Retype all of the records below word for word, leaving out the pictures.
╭─ SUPPLIED ENTRIES
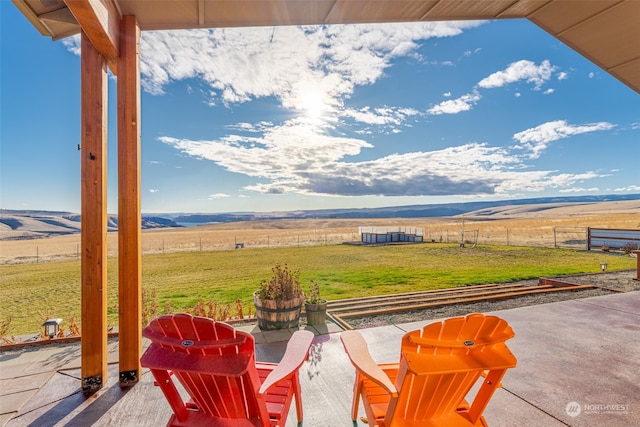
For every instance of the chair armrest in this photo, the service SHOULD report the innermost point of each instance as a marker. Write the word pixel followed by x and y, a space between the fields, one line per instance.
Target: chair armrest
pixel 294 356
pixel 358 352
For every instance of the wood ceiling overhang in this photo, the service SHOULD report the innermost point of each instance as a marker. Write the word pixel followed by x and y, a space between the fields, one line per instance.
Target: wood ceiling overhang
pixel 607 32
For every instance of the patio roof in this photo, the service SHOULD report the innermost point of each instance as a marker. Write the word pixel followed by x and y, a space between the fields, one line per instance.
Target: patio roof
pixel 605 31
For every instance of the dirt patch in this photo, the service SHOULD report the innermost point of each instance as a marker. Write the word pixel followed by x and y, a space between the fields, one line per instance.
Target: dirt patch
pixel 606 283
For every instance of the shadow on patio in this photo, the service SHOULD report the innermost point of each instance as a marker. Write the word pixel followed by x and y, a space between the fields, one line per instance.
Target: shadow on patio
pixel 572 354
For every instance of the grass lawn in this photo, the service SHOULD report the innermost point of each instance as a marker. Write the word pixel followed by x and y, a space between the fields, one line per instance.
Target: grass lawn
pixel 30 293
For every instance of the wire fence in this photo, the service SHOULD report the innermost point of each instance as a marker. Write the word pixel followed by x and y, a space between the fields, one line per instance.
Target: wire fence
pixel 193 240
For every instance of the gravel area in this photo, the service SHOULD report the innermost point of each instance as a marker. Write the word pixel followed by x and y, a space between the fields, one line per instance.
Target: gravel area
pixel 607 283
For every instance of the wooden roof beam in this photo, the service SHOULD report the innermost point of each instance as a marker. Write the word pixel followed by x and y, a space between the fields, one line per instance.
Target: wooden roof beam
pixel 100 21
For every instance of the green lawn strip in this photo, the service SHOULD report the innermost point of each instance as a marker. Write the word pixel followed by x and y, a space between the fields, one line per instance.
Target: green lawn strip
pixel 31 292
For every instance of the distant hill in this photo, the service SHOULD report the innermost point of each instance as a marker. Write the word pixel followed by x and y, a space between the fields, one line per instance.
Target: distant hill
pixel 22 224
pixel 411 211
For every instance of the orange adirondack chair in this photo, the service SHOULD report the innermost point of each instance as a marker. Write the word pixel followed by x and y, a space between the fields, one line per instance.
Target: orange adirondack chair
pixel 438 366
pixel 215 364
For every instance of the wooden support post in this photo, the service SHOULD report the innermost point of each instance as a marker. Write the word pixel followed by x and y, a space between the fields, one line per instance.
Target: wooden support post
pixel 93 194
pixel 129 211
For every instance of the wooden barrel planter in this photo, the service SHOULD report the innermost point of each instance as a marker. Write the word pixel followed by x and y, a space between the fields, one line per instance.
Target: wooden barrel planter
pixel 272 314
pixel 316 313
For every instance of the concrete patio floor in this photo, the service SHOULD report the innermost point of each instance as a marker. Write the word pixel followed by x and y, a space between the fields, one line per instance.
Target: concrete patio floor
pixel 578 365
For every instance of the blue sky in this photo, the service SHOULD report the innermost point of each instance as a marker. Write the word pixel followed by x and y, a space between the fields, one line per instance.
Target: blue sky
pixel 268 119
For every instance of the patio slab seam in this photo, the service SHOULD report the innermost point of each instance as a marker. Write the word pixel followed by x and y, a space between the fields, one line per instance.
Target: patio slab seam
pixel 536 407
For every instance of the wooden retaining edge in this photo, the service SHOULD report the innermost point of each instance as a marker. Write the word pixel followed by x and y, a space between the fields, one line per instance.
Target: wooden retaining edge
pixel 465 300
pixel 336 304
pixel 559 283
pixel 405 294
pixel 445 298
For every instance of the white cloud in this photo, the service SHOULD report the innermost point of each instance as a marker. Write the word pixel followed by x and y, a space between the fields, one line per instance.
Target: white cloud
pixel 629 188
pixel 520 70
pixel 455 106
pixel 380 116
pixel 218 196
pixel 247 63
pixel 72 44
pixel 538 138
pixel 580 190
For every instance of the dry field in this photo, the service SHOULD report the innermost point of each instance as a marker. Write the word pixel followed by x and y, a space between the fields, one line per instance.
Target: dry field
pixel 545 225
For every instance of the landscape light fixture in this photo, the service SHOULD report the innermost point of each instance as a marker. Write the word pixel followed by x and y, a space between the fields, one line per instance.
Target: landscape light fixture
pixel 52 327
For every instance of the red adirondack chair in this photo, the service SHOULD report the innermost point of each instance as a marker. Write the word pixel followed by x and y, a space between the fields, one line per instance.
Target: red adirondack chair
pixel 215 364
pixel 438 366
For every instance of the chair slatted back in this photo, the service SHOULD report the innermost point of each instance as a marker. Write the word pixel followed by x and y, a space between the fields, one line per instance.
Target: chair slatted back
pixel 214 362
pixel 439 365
╰─
COMPLETED TASK:
For every instance of the chair armrest in this photo, the service SHOULD report the innermost point of each instance as a marker. Write the word pixel followed by x and y, a space between the fields, one line per instance.
Target: chair armrest
pixel 294 356
pixel 358 352
For every instance of the wood ceiling overhang in this photo, the service SHOULD report the innermost point of each instance as a marker. Write the word pixel followed by x and y, a space between the fields, one line per instance.
Target: wood ceiling overhang
pixel 607 32
For every instance of the patio roof in this photo, the service SHOULD report the innermost point of each instance as a marker. Write the word pixel followed by x and y, a space between the fields, one line per instance.
Target: patio roof
pixel 605 31
For every instance of the dirt patch in this photo, the service SHOULD report the innermost point of each instance as a marker. Write the word pixel followed by x and y, a space between the fields, one line per instance.
Target: dirt patch
pixel 606 283
For every instance of the shadow on patio in this photo, the service SHOULD report the innermost point of each instance as a marker. Write the word pixel followed by x and y, a space between the fields, one line per instance.
Target: shadow on patio
pixel 572 354
For every instance of the grass lawn in this photo, the service SHOULD report the innermost point of each instance as a marker. Write the word pixel followed by x and y, a space between the fields, one line per instance.
Target: grass lawn
pixel 30 293
For every instance of the wire fence in this photo, the service SHOULD report the innermost point of each instance as a marker. Write the word pixel followed by x and y, a space between the fields, one line per instance.
Target: wire fence
pixel 193 240
For every instance of the gravel area in this photo, the service SHOULD report the innermost point of each instance as a marker. Write the word pixel followed by x and y, a space between the fields, one line per instance.
Target: gravel area
pixel 607 283
For every instance of the wooden roof beam in this photo, the service SHOULD report the innermost point of each instance as a marker. Write the word pixel followed by x and y, a space between the fields, one line per instance.
Target: wooden roof beam
pixel 100 21
For every instance of the green lawn strip in this photo, the service SHOULD report the innermost point of each instance as a marker. Write the word pixel followed by x and y, a space between the fields, one line per instance.
Target: green lawn strip
pixel 31 292
For every instance of the distant hill in this photo, the service SHOULD report the innermost point of each instance as a marker. Write the word pixel followed by x and y, a space between the fields, one line per instance.
Target: distant hill
pixel 22 224
pixel 411 211
For every instance of the orange adirondack chair in this photo, the service SHOULD report the innermost point of each instance as a marker. Write the word pixel followed by x and y, a space between the fields, one line per instance.
Target: orange adirondack chair
pixel 438 366
pixel 215 364
For every instance of the wooden support post in this photo, the service SHOULD report the innermost point of each instance as a marker. Write the word pixel followed by x and y, a space between the fields, one line per instance.
Target: wooden support post
pixel 93 194
pixel 129 211
For every instance of the wooden barrel planter in this photo, the service SHOULD report the innermost point of each instance as a marker. Write the word pixel followed by x and y, a space between the fields, one line per instance.
Target: wooden barrel planter
pixel 272 314
pixel 316 313
For every instance of the concrete patio floor in this photo, the service SHOULD report the innermost point of each instance as a marker. Write the word pixel followed by x and y, a space between the fields, one line per instance.
Target: concrete patio floor
pixel 578 365
For every instance of the blue sky in this photo, the service SHOULD report the innermost point of each instance as a marker. Write the word pixel followed by x and y, a space between the fields, one line per instance.
Target: blue sky
pixel 268 119
For every instance of the patio slab seam in this photo, the service SHOULD report the innermost point of each instance as a marker. Write the word pixel followed by x and y, a space between the fields, one line per instance.
Target: patio slab seam
pixel 536 407
For every instance of the wooden retaining edge in this photo, the service SHOULD report the innermost point of each instance as a marker. Write the word pixel followed by x and y, a space between the fields, one line per instance.
Target: wooden retaining edge
pixel 465 300
pixel 336 304
pixel 559 283
pixel 405 294
pixel 445 298
For every instance of the white cloud in this photo, the service SHOULD report the innermost point of each instance as a marker. Write the word pixel followed by x and y, a space between the fields, one line per instance.
Target: white cloud
pixel 629 188
pixel 520 70
pixel 455 106
pixel 380 116
pixel 218 196
pixel 247 63
pixel 72 44
pixel 538 138
pixel 580 190
For every instance of the dry field in this photo, the service SHOULD report the innermost point of each instance as a marker. Write the word pixel followed by x and y, a space between the fields, one line per instance.
Target: dry field
pixel 545 225
For every instance of the landscape light fixture in this photo, the service SHOULD report the innermost point of each instance as a marker. Write the word pixel followed by x and y, a space between the fields, one line per instance.
Target: landscape light fixture
pixel 52 327
For every instance of the red adirondack chair in this photo, the service SHOULD report the innermost point of each instance as a marker. Write the word pixel followed by x and y, a space between the fields, one line per instance.
Target: red adirondack chair
pixel 215 364
pixel 438 366
For every instance of the chair slatted back in this photo, the service SHOULD report the innermost point of each instance as a marker. Write the word pixel followed by x and y, a space between the fields, one line per instance.
Target: chair slatted back
pixel 214 362
pixel 439 365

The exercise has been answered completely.